** WORK TASK **
Your answer should be the lines below from the one with "box: [0, 671, 533, 788]" to the one with "rough mask: <svg", both included, given again exactly and with nothing added.

** AVAILABLE DATA **
******
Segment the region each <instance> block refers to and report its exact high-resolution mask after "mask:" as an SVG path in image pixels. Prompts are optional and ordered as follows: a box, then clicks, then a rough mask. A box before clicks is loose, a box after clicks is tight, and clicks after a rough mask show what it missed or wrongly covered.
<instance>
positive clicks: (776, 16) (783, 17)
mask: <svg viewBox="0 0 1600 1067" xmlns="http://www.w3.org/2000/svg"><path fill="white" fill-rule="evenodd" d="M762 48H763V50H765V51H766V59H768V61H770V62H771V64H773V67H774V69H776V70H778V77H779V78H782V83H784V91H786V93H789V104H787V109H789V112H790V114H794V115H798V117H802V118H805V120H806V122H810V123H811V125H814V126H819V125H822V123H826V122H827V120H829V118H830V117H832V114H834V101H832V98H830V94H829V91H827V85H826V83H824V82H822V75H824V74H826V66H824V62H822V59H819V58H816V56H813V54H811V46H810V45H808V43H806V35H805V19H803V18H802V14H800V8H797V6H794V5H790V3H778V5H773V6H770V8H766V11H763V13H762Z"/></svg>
******
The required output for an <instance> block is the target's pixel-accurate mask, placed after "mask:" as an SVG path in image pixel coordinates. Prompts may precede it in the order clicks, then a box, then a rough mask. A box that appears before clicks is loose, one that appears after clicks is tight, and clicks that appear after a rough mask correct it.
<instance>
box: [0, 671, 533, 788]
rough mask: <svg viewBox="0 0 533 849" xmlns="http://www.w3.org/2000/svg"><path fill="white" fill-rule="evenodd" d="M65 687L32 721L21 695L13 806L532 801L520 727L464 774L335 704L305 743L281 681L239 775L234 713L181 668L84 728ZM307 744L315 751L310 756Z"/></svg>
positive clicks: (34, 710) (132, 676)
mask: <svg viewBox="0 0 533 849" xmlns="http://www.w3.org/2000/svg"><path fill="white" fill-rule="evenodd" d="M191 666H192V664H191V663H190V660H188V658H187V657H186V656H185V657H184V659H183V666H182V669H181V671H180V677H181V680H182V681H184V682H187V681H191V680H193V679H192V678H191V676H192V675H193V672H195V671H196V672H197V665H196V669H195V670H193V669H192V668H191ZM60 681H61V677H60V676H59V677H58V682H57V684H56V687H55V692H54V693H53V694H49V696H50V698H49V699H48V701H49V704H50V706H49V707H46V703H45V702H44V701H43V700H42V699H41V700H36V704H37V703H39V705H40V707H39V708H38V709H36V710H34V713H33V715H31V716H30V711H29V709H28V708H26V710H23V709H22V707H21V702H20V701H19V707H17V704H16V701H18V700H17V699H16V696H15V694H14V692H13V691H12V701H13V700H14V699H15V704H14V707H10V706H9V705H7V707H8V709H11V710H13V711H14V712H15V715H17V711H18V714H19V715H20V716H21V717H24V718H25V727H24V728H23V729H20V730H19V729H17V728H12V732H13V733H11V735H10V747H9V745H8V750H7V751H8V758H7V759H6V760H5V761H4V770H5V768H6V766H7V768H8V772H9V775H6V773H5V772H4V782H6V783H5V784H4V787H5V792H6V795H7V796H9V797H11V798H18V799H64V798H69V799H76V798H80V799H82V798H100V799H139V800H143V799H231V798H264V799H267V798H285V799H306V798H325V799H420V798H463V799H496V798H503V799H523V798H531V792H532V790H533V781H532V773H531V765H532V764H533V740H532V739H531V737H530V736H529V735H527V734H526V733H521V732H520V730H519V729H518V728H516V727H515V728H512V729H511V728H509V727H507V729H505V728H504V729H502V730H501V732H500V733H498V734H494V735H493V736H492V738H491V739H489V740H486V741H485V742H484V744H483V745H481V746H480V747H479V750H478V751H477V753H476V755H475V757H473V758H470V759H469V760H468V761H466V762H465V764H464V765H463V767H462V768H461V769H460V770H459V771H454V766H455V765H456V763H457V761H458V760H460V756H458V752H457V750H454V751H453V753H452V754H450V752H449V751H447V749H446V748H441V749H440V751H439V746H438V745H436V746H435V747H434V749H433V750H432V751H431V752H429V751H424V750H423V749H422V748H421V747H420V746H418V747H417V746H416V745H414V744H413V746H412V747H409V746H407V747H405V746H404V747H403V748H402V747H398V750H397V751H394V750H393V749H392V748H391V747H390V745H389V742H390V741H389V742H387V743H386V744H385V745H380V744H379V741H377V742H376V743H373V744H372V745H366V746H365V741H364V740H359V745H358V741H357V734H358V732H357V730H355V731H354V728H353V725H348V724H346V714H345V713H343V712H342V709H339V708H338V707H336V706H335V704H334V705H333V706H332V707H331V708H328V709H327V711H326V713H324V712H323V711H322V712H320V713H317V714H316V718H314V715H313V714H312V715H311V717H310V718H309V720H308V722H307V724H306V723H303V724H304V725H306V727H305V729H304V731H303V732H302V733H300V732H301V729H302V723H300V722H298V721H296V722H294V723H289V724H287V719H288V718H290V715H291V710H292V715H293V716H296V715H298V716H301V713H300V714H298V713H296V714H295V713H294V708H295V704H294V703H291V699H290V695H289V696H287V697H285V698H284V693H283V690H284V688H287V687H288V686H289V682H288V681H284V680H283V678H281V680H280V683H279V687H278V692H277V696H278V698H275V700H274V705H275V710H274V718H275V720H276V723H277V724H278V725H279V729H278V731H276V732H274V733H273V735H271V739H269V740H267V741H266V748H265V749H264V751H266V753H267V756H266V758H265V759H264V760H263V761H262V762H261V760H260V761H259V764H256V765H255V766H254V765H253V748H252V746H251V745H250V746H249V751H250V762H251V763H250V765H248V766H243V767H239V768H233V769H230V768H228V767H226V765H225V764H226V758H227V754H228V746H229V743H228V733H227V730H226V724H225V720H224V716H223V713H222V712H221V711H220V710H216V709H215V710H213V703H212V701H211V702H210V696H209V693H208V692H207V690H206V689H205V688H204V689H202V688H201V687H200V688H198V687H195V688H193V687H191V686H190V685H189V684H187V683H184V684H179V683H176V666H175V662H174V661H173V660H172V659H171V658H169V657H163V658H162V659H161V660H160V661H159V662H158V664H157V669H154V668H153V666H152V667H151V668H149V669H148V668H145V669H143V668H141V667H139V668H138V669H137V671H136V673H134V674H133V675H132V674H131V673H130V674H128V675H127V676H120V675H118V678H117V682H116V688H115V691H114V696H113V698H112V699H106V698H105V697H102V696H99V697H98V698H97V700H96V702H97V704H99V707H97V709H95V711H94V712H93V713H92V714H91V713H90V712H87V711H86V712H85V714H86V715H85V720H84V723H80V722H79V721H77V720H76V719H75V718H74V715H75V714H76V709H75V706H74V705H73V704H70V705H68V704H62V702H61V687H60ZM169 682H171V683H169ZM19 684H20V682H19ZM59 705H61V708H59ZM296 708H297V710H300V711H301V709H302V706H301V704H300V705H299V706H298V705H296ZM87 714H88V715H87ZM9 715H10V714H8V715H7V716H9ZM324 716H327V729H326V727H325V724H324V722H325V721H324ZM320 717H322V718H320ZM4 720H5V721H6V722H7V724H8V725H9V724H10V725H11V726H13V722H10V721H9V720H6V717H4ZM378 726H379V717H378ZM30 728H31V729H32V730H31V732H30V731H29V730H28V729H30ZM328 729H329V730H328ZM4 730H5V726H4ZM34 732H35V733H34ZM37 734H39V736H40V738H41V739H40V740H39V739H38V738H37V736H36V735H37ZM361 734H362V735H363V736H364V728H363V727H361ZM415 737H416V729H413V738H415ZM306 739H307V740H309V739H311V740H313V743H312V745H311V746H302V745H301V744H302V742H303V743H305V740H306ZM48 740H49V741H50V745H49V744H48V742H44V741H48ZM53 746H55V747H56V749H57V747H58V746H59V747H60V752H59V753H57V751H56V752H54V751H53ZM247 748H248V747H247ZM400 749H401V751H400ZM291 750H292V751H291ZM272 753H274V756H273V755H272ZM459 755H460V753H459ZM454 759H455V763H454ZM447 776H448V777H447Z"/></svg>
******
** REPLY TO THE TASK **
box: [0, 671, 533, 788]
rough mask: <svg viewBox="0 0 533 849" xmlns="http://www.w3.org/2000/svg"><path fill="white" fill-rule="evenodd" d="M65 687L32 721L21 695L13 806L532 801L520 727L464 774L335 704L305 743L281 681L239 775L234 713L181 668L84 728ZM307 744L315 751L310 756Z"/></svg>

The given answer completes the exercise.